* AUFGABEN BEARBEITEN:
1. Übersetze den folgenden Satz aus dem Text über Instagram ins Englische: „Heute sind weltweit zwei Milliarden Menschen auf Instagram angemeldet.“
2. Nenne alle Jahreszahlen, die im Text über Instagram vorkommen, in der Reihenfolge ihres Auftretens.
3. Fahre mit dem Text über Instagram fort und schließe an seinen letzten Satz an.

* VORLIEGENDER TEXT:
Freizügige Fotos und Videos von Kindern tauchen vermehrt auf der Plattform Instagram auf - oft haben sie die Eltern selbst ins Netz gestellt.

(Foto: picture alliance/dpa/dpa-Zentralbild)

Instagram ist eigentlich eine ungefährliche Foto-Plattform. Doch der Algorithmus liefert einen toxischen Mix und spielt offenbar sexualisierte Inhalte von Kindern aus - die gar nicht auf der Plattform unterwegs sein dürften.

Im Frühjahr 2010 basteln die beiden Stanford-Absolventen Kevin Systrom und Mike Krieger in San Francisco an einem Fotodienst. Wenige Monate später erscheint die App Instagram. Der Andrang ist riesig, innerhalb weniger Stunden laden Tausende Menschen sie herunter. Die Computersysteme stürzen immer wieder ab. 2012 schlägt Facebook für eine Milliarde US-Dollar zu.

Heute sind weltweit zwei Milliarden Menschen auf Instagram angemeldet. Die Foto-App ist das viertgrößte soziale Netzwerk nach Facebook, Youtube und Whatsapp. Längst ist sie keine reine Foto-Community mehr: Seit 2013 können auch Videos hochgeladen werden. 2020 wurden Reels eingeführt, kurze Clips mit Effekten, wie bei Tiktok.

Inzwischen, seit 2016, zeigt Instagram die Posts nicht mehr chronologisch an, sondern nutzt einen Algorithmus. Dieser wird der Plattform jetzt zum Verhängnis. Denn er sorgt dafür, dass sexualisierte Clips von Kindern in die Timelines gespült werden. Das haben Journalisten des "Wall Street Journal" (WSJ) herausgefunden. Mit Testkonten sind sie jungen Sportlern, Teenagern und Influencern gefolgt. Und Nutzern, die diesen jungen Mädchen folgen. Heraus kam ein giftiger Mix aus sexualisierten Inhalten mit Minderjährigen und Erwachsenenpornografie.

* BEREITGESTELLTE DATEN:
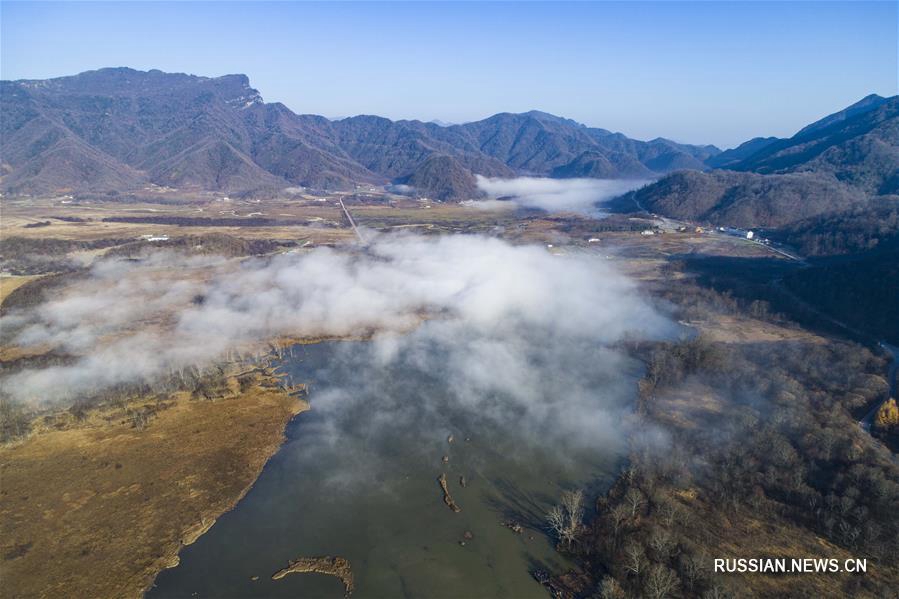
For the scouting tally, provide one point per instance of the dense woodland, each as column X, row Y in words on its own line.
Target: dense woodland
column 784, row 450
column 874, row 225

* ANTWORTEN JE AUFGABE:
1. Today, two billion people worldwide are registered on Instagram.

2. 2010, 2012, 2013, 2020, 2016

3.
Unternehmen stoppen Werbung bei Instagram

Für Jürgen Pfeffer, Professor für Computational Social Science und Big Data an der Technischen Universität München, ist das kaum verwunderlich. Denn so funktioniert das Netzwerk: Wir sehen das, was Instagram glaubt, dass wir es sehen wollen. "Solange man sich nicht für diese Themen interessiert, kann es gut sein, dass man sich jahrelang im Internet auf sozialen Medien bewegt, ohne problematische Inhalte zu sehen", sagt Pfeffer im ntv-Podcast "Wieder was gelernt".

Facebook hat allein zwischen Juli und September 16,9 Millionen Inhalte mit Bezug auf sexuelle Ausbeutung von Kindern entfernt, doppelt so viele wie im Quartal davor. Bei X drehten sich zehn bis zwanzig Prozent der Inhalte um Pornografie, so der Experte. Das frühere Twitter sei die einzige große Plattform, wo diese nicht verboten sind.

Zwischen den anzüglichen Videos läuft laut der WSJ-Recherche Werbung großer Marken wie Disney, Walmart, Tinder und dem Wall Street Journal selbst, die davon wenig begeistert sind. Einige wie die Tinder-Mutter Match Group haben ihre Werbung in den Instagram-Reels deswegen inzwischen gestoppt.

"Strenge Richtlinien bei Nacktdarstellungen"

Das Problem scheint dem Mutterkonzern Meta schon länger bekannt zu sein. Doch die Interview-Anfrage von ntv.de will eine Meta-Sprecherin nur schriftlich beantworten: "Wir erlauben keine Inhalte auf Instagram, die mit dem Missbrauch und der Gefährdung von Kindern in Zusammenhang stehen und haben strenge Richtlinien in Bezug auf Nacktdarstellungen von Kindern", schreibt sie in einer E-Mail." Wir entfernen Inhalte, die Kinder explizit sexualisieren. Subtilere Formen der Sexualisierung, wie beispielsweise das Teilen von Bildern von Kindern in Verbindung mit unangemessenen Kommentaren, werden ebenfalls gelöscht."

Um Bilder und Inhalte herauszufiltern, die Kinder gefährden, nutzt Instagram nach eigenen Angaben einen Fotoabgleich. Das trifft zum Beispiel auf Fotos mit nackten Kindern zu. Der scannt alle Bilder automatisch und löscht sie gegebenenfalls. Trotzdem finden sich auf Instagram oder auch anderen sozialen Plattformen viele Inhalte von Kindern, die dort laut Jugendschutz oder auch laut den Richtlinien nicht sein dürften.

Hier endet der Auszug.